■ **What you need to do**: Write out every line of these items word for word, leaving nothing out.

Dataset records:
** Begin **

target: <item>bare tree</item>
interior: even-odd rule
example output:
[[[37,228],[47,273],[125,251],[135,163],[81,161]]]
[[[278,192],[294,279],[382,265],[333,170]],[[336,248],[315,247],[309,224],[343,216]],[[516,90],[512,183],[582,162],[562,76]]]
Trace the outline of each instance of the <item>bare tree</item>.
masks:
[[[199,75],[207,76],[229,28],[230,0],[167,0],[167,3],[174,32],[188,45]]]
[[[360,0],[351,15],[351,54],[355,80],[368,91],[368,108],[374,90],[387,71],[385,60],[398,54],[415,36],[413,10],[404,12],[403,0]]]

** End **

■ **Result for this exercise**:
target: <item>bare tree</item>
interior: even-odd rule
example output:
[[[37,228],[47,273],[125,251],[135,163],[81,161]]]
[[[278,192],[294,279],[382,265],[333,170]],[[336,248],[315,247],[309,224],[343,216]],[[516,90],[512,183],[582,162],[562,76]]]
Trace the outline of each instance of the <item>bare tree</item>.
masks:
[[[199,75],[207,76],[229,28],[230,0],[167,0],[167,3],[174,32],[188,45]]]
[[[360,0],[351,15],[351,54],[355,80],[368,91],[368,108],[374,90],[387,71],[385,60],[398,54],[415,36],[413,10],[404,12],[403,0]]]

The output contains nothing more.